→ Exercise objective:
Report how many rows of the records below contain the word "line", and give only that number.

→ Given information:
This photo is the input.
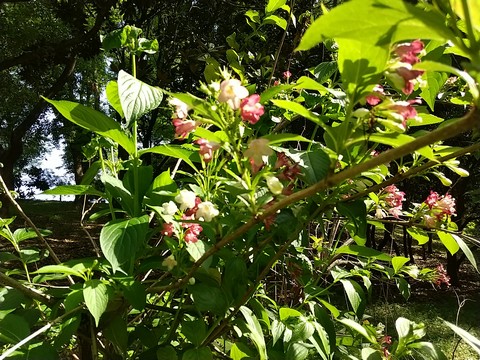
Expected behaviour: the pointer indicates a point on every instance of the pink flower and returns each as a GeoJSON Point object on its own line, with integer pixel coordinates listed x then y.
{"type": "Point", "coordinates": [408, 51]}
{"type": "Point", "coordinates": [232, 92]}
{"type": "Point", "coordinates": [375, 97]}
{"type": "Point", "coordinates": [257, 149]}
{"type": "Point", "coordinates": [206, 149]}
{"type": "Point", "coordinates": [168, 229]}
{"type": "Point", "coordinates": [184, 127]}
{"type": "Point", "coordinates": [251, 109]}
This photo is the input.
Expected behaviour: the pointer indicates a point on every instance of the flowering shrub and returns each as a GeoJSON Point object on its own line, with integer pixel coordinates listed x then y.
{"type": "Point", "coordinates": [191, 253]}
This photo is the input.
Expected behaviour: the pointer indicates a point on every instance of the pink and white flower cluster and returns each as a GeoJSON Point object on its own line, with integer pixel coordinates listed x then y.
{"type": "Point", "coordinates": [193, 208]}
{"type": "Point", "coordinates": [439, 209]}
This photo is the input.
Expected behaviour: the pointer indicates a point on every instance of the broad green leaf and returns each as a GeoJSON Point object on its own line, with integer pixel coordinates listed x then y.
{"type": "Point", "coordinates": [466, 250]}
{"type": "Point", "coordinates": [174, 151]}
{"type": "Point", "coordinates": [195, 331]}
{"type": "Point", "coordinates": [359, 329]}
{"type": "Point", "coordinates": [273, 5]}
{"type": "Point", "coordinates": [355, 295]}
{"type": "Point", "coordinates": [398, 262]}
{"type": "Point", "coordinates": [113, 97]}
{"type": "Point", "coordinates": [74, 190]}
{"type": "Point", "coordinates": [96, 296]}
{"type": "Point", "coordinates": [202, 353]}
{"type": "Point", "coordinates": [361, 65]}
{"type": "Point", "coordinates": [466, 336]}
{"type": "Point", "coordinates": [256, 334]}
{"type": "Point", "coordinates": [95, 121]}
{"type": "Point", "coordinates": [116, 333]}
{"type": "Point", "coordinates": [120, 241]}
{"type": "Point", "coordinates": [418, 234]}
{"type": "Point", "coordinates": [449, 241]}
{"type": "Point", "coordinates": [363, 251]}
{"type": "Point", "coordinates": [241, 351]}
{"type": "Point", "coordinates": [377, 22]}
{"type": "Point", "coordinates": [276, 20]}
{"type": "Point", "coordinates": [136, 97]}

→ Result for this exercise:
4